(Source information):
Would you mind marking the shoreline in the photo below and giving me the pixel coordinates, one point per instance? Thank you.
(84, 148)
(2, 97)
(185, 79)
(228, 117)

(Exercise prompt): Write out the records above again, keeping each one identical to the original.

(Result):
Would you mind marking the shoreline in the photo below and giving me the pixel coordinates, one point per instance? Thank you.
(84, 148)
(2, 97)
(185, 79)
(228, 117)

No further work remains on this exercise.